The opening question, a softball about impeachment, allowed every last one of the 12 candidates on the overcrowded stage to tell us what we already know: They are all for it! So the advent of the impeachment inquiry per se didn’t change anything. But once we moved beyond that dull panorama of like-mindedness, this turned out to be a clarifying debate. By that I don’t mean it was an exciting debate, or an inspiring debate, or a debate that would draw in those Americans (most of them) who don’t want to think about 2020 politics before we get to 2020. But the shape of the Democratic field now seems crystal clear. Tuesday night seemed like a death knell for seven of the dozen candidacies on stage, including Joe Biden’s. It’s time for the actual contenders to go at it on a less cluttered field.

Among the seven also-rans, the low-hanging losers are Beto O’Rourke, Julián Castro, Andrew Yang, Tulsi Gabbard, and Tom Steyer (we hardly knew ye), the billionaire vanity candidate whose main attribute is that at least he is not Howard Schultz. Their time to gain traction in this cycle has come and gone. Obviously O’Rourke and Castro are future prospects, though it may take a while for some Democrats to forgive O’Rourke for his vainglorious decision to run for president rather than to challenge the incumbent John Cornyn in next year’s Texas Senate race.

Cory Booker and Biden, two candidates who’ve always looked highly plausible in theory but repeatedly fail to deliver, are more complicated cases.

..........

Action item A:
In the debate column, which incumbent does the author say O'Rourke could have challenged in the Texas Senate race?
Action item B:
According to the debate column, why might some Democrats take a while to forgive O'Rourke?
Action item C:
Carry on the debate column from the sentence about Cory Booker and Biden being more complicated cases.
The listing isn't needed for any of this work.

Available data:
..........

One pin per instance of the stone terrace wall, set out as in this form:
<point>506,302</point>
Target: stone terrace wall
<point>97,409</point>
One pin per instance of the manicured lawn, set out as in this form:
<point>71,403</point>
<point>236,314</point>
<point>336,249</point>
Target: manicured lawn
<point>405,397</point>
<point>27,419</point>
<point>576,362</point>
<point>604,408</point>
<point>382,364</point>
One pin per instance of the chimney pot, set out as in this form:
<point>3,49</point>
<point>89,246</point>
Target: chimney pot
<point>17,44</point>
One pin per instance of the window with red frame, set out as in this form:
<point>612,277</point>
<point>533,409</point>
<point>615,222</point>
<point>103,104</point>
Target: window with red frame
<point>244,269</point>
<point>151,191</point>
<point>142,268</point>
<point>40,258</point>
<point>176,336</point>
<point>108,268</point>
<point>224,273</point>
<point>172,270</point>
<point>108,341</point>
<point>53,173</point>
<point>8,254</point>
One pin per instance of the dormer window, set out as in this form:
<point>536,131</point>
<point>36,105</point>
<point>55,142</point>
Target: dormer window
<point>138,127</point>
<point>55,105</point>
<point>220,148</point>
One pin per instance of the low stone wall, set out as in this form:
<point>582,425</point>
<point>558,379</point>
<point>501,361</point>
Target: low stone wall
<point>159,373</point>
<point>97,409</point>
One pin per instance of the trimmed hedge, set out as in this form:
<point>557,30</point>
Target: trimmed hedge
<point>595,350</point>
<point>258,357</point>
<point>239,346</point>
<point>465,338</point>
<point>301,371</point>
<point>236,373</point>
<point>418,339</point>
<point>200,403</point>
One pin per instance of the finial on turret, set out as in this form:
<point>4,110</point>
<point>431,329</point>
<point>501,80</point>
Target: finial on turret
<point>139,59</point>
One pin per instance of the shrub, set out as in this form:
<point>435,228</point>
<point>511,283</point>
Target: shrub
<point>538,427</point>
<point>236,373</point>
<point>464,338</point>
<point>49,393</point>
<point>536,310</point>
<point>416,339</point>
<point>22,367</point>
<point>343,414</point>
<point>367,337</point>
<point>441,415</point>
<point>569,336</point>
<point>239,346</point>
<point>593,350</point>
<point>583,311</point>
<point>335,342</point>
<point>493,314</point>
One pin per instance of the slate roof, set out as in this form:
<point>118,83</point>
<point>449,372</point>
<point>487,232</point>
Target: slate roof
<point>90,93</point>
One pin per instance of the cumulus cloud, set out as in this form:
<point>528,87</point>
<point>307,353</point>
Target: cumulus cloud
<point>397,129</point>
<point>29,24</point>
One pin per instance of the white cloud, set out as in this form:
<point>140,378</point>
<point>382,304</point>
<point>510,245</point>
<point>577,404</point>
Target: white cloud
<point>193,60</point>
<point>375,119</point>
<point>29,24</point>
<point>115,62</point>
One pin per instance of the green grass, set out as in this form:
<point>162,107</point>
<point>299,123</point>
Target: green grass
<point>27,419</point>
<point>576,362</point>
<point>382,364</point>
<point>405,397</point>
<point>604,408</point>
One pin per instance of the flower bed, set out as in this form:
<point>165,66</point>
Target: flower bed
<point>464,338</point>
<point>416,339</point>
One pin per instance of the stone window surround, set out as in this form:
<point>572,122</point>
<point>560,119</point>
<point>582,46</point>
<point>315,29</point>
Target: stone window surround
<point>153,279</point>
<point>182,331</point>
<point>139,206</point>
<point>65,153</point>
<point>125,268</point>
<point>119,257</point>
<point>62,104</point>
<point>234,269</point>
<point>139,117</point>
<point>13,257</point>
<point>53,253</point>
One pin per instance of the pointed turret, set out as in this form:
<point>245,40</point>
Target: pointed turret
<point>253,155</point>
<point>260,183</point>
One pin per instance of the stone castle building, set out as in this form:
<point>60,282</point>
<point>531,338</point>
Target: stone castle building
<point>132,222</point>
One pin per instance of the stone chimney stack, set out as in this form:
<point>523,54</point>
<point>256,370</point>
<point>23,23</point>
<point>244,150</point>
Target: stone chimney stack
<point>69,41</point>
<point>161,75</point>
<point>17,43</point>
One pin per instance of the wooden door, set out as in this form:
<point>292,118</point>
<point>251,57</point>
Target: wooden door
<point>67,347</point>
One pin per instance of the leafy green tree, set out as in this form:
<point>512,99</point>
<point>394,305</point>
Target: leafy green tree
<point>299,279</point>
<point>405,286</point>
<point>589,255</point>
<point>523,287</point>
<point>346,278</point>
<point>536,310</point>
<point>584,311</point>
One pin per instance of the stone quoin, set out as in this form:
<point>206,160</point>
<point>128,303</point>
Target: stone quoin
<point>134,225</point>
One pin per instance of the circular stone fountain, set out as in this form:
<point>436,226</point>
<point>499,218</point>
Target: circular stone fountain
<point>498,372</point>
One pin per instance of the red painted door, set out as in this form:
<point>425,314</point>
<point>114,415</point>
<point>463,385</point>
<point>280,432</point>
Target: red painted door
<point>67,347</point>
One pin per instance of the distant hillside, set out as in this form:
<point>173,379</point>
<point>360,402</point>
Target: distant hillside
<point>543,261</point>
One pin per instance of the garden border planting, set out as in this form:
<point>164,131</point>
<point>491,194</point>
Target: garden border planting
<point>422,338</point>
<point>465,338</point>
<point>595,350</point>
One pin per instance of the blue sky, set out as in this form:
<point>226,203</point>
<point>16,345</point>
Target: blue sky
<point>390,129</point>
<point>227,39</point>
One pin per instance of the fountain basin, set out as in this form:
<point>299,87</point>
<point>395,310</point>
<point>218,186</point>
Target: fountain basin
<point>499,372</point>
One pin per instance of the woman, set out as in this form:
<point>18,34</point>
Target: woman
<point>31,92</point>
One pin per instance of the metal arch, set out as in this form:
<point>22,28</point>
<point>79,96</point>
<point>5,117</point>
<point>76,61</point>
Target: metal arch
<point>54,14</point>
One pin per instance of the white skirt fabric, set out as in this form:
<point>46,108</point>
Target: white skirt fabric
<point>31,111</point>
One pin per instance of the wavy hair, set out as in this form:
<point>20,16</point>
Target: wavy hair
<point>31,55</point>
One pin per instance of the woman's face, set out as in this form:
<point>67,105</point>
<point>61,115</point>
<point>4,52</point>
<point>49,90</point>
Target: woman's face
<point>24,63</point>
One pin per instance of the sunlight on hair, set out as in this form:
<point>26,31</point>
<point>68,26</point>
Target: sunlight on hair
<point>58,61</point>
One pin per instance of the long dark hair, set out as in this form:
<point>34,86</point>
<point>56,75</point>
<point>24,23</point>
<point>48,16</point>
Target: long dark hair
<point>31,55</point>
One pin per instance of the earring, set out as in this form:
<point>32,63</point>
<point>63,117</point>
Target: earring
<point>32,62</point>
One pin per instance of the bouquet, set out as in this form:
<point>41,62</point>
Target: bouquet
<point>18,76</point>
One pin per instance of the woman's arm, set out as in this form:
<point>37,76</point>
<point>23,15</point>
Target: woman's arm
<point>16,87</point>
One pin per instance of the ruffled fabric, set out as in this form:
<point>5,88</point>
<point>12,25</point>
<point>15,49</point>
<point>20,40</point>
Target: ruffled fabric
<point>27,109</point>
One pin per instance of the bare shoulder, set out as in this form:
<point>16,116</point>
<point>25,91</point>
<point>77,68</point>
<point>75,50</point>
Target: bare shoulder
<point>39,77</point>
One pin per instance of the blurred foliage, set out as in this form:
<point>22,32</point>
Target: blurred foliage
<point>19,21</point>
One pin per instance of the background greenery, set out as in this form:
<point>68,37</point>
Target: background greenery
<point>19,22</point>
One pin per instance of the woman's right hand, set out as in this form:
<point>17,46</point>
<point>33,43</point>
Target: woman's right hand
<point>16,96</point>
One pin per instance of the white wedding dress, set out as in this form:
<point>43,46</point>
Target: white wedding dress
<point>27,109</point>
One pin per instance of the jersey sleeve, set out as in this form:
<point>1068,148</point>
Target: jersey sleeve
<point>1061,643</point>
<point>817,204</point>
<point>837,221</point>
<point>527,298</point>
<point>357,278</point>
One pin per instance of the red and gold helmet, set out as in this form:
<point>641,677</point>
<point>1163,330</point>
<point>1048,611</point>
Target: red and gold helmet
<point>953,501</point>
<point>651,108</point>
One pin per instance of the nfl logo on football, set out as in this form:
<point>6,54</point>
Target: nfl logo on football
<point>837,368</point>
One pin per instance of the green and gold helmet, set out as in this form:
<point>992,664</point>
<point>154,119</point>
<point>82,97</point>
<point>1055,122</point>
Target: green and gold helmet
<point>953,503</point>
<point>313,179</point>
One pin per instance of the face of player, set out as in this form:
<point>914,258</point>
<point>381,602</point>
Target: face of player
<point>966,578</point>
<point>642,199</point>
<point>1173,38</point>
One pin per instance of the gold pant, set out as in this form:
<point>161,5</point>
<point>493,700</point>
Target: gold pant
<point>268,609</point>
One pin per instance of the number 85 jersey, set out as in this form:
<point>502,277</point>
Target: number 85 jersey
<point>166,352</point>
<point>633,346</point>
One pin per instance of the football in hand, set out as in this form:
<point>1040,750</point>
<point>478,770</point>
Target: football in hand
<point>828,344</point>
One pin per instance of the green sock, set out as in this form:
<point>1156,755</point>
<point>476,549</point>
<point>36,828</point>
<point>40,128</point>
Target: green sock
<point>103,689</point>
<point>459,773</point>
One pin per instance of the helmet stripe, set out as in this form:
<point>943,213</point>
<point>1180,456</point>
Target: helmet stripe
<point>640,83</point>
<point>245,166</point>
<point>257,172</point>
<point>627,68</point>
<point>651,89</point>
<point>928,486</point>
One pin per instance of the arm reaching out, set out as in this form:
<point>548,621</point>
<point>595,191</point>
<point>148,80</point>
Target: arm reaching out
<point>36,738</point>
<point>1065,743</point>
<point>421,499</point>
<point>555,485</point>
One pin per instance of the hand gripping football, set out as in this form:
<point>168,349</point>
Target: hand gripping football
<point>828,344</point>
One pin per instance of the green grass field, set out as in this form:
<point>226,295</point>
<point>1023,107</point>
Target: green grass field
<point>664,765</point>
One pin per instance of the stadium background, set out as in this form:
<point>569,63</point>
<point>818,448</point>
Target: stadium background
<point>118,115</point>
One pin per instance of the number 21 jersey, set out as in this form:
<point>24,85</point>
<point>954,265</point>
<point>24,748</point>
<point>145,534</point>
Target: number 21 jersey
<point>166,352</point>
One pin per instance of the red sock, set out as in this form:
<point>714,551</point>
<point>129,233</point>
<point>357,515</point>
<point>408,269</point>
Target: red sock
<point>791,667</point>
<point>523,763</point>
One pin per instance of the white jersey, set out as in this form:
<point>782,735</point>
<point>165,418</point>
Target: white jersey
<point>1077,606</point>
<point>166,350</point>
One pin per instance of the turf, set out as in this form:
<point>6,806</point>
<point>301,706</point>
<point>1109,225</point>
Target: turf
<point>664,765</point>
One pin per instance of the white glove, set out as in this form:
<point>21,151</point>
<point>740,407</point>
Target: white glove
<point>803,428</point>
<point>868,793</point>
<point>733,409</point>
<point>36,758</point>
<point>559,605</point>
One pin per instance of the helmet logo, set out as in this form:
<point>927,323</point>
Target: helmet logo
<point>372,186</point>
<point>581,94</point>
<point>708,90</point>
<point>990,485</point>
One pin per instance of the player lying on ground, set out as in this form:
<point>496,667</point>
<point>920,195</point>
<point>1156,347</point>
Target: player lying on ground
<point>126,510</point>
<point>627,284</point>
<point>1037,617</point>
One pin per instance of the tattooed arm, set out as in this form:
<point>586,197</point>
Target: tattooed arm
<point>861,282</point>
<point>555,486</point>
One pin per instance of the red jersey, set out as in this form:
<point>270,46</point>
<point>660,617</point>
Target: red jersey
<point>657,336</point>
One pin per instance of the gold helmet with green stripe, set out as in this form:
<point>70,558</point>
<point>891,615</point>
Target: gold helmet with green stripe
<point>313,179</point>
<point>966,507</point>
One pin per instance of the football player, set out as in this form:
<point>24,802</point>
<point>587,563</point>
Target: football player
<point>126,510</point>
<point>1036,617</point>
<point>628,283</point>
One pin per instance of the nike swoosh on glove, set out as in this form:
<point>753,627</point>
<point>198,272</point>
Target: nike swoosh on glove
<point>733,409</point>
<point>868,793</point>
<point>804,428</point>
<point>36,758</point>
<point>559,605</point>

..........

Exercise result A:
John Cornyn.

Exercise result B:
He made what the author calls a vainglorious decision to run for president instead of challenging the incumbent John Cornyn in next year's Texas Senate race.

Exercise result C:
Booker is sunny and personable — as unobjectionable as an easy-listening radio host. His upbeat, why-can’t-we-all-get-along shtick is surely sincere, but it’s part of the reason why he’s never risen in the polls: It comes off as empty bombast — cheery bombast, to be sure, but no substitute for substance. In a dark time, voters are not looking for a “politics of joy,” to recall the thesis of Hubert Humphrey’s ill-fated campaign in 1968. And they aren’t looking for rage, a market that has been cornered by Trump in any event. What they are looking for is fight. Booker has yet to show that he has much of that, despite his periodic pumping up of his mellifluous voice to simulate fisticuffs.

In last night’s debate, he also revealed just how hard it is for him to depart from his over-polished prefab scripts. It was somewhat embarrassing when, in an obviously planned bit of grandstanding, he (politely) chastised his rivals for neglecting to talk about how much women’s reproductive rights are under attack — only moments after Kamala Harris had made the exact same point, and stirringly so. Booker’s attempt to concede that she’d upstaged him was awkward (a patronizing “God bless Kamala!”) as was his effort to draw a distinction by congratulating himself on being a man who cares about women’s reproductive rights. (It was just grating enough to recall his mortifying “I am Spartacus” gambit during the Brett Kavanaugh hearings.) In another demonstration of his lack of intellectual agility, he glowingly quoted the former Trump defense secretary, Jim Mattis, while making no reference to Mattis’s recently much-discussed cowardice in failing to speak up about the White House horrors that are at the heart of the impeachment inquiry.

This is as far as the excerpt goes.